→ Passage to read
Social jetlag (SJL), the discrepancy in sleep timing between weekdays and weekends, is associated with higher BMI and cardiometabolic risk and is common in young adults. We examined whether chronic SJL impacts weight gain in young adults participating in a weight gain prevention trial.
Young adults (n = 599, age 18–35; BMI: 21.0-30.9 kg/m2) completed assessments at 0, 4, 12, and 24 months. Multilevel mixed growth models were used to examine (1) associations between demographics and longitudinal SJL and (2) longitudinal SJL as a predictor of weight change and cardiometabolic outcomes. SJL was assessed as a continuous and clinically-significant dichotomous (< vs. ≥2 h) variable.

→ Recorded data
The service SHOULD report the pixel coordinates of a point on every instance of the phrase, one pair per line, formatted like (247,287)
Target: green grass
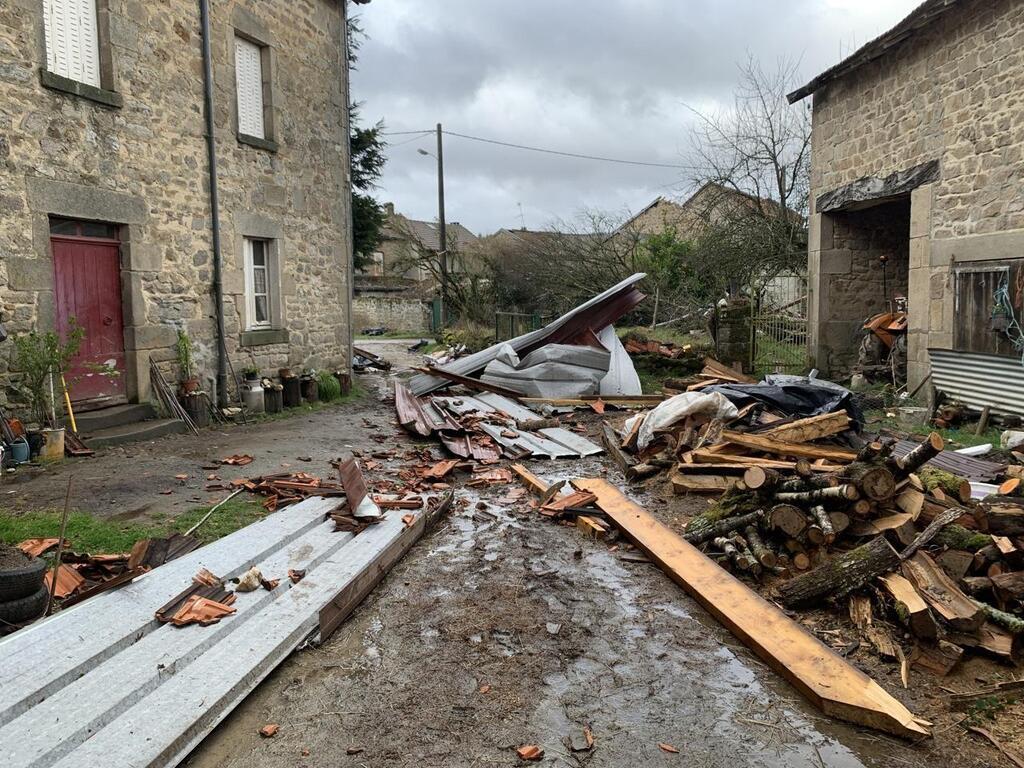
(88,534)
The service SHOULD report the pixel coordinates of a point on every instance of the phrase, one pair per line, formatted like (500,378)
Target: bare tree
(759,147)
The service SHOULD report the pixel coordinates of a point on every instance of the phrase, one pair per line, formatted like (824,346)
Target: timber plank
(782,448)
(835,686)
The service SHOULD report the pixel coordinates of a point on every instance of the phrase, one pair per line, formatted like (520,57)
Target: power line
(577,156)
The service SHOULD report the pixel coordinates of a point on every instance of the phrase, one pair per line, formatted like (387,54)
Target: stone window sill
(264,336)
(259,143)
(82,90)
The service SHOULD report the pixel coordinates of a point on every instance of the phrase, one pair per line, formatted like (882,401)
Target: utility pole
(441,232)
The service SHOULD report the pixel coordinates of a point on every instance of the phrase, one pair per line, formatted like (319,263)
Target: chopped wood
(842,574)
(811,428)
(921,455)
(781,448)
(723,526)
(939,591)
(846,493)
(939,658)
(787,518)
(815,670)
(932,530)
(693,483)
(910,606)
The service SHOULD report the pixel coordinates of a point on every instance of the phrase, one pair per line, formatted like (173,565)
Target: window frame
(266,64)
(272,289)
(104,93)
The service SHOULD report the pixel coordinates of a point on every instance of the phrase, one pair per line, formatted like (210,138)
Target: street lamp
(441,233)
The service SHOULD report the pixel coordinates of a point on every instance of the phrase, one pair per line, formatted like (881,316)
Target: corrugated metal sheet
(600,311)
(979,380)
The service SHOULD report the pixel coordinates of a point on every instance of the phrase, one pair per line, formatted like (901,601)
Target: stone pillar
(732,344)
(920,291)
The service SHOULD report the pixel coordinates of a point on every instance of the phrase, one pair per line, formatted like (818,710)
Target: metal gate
(778,330)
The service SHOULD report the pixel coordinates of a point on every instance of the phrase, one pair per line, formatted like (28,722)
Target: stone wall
(951,93)
(392,312)
(134,155)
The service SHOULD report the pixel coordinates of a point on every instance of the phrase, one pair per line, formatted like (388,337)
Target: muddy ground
(501,629)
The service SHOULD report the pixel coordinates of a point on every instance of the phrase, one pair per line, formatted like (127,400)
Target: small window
(249,85)
(72,40)
(258,280)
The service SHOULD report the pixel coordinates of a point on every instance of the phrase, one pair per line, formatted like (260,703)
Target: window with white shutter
(258,284)
(249,83)
(72,40)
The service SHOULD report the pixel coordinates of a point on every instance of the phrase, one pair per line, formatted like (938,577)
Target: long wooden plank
(811,428)
(812,668)
(782,448)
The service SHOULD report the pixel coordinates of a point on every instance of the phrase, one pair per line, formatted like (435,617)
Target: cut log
(910,606)
(840,576)
(787,518)
(845,493)
(757,478)
(723,526)
(920,455)
(782,448)
(811,428)
(823,521)
(761,552)
(688,483)
(808,483)
(932,530)
(939,658)
(873,481)
(816,671)
(946,600)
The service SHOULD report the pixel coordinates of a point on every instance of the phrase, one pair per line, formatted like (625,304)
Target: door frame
(127,396)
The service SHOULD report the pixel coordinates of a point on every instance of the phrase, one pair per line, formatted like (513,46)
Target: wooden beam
(811,428)
(782,448)
(824,678)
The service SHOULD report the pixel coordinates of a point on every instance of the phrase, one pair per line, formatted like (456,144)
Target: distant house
(399,287)
(409,246)
(916,180)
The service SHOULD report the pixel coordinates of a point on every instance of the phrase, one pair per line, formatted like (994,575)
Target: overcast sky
(611,78)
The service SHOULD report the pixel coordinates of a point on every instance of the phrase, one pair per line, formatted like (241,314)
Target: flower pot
(273,398)
(19,451)
(310,389)
(292,391)
(52,449)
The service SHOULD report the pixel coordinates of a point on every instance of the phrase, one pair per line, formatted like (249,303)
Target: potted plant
(186,373)
(43,358)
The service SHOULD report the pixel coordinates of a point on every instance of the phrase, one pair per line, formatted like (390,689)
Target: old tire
(22,582)
(26,609)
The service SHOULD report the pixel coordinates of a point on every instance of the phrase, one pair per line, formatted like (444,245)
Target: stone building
(918,189)
(105,184)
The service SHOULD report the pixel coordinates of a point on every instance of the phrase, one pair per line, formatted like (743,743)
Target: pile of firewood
(880,529)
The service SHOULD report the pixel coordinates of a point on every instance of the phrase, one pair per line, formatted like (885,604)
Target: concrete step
(115,416)
(135,432)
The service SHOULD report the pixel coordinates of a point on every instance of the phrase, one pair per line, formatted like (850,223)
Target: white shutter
(72,40)
(249,84)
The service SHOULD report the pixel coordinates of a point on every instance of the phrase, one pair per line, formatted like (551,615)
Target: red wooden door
(88,289)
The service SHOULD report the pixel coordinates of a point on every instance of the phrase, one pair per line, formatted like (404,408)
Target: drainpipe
(211,150)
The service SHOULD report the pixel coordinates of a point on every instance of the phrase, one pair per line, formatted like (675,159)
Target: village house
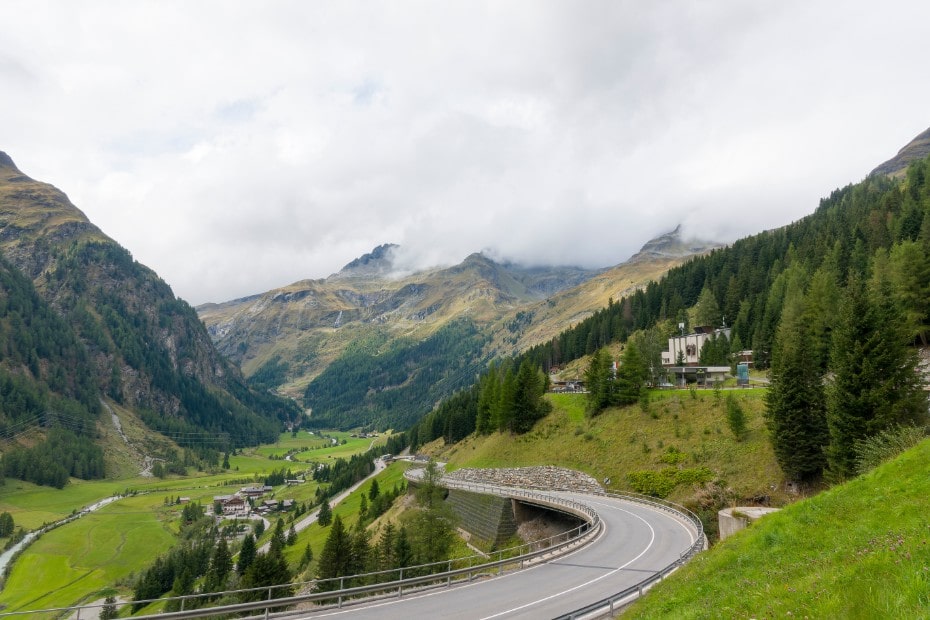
(685,350)
(233,505)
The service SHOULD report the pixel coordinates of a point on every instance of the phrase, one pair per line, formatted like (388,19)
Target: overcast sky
(235,147)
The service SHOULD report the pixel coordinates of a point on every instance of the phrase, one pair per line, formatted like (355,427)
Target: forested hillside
(80,320)
(832,303)
(393,383)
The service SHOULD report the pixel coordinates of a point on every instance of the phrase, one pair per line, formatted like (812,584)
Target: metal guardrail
(610,605)
(514,558)
(447,575)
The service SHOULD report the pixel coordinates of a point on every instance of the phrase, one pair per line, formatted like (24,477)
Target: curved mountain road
(637,541)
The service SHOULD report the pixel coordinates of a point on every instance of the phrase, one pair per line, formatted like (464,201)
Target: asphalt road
(637,541)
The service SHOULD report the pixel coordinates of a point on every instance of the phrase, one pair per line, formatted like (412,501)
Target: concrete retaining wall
(732,520)
(487,518)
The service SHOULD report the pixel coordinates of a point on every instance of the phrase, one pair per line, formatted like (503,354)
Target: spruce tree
(336,556)
(220,566)
(795,412)
(598,382)
(875,382)
(246,554)
(736,418)
(325,516)
(630,376)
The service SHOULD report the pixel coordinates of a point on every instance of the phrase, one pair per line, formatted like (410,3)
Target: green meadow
(857,550)
(82,560)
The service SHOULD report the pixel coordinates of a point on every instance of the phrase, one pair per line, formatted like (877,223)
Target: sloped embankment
(859,550)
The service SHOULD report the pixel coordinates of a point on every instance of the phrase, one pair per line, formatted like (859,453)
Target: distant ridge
(918,148)
(671,245)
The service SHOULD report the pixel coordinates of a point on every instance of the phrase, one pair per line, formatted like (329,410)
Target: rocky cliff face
(918,148)
(291,339)
(148,348)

→ Questions on the material
1 – Rewrite the social jetlag abstract starting at "Social jetlag (SJL), the" and ending at "gain prevention trial.", replacing "young adults" with "emerging adults".
2 – In the social jetlag abstract, what cutoff separated the two groups when social jetlag was treated as a clinically significant dichotomous variable?
3 – Pick up the social jetlag abstract after its last sentence and continue it.

→ Answers for this exercise
1 –
Social jetlag (SJL), the discrepancy in sleep timing between weekdays and weekends, is associated with higher BMI and cardiometabolic risk and is common in emerging adults. We examined whether chronic SJL impacts weight gain in emerging adults participating in a weight gain prevention trial.

2 – 2 hours (less than 2 h vs. 2 h or more).

3 –
38% of participants had clinically-significant SJL at ≥ 1 timepoints (Baseline M ± SD = 1.3±0.89). Younger (b=-0.05, p < 0.001), female (b = 0.18, p = 0.037) and Black (compared to White, b = 0.23, p = 0.045) participants were more likely to have greater SJL. Individuals with high SJL (≥ 2 h; between-person effect) were more likely to have greater weight gain over 2 years (b = 0.05, p = 0.028). High SJL did not affect the rate of change in waist circumference or cardiometabolic markers over time.
High SJL is associated with greater weight gain over time. Reducing SJL may positively impact weight status in young adults.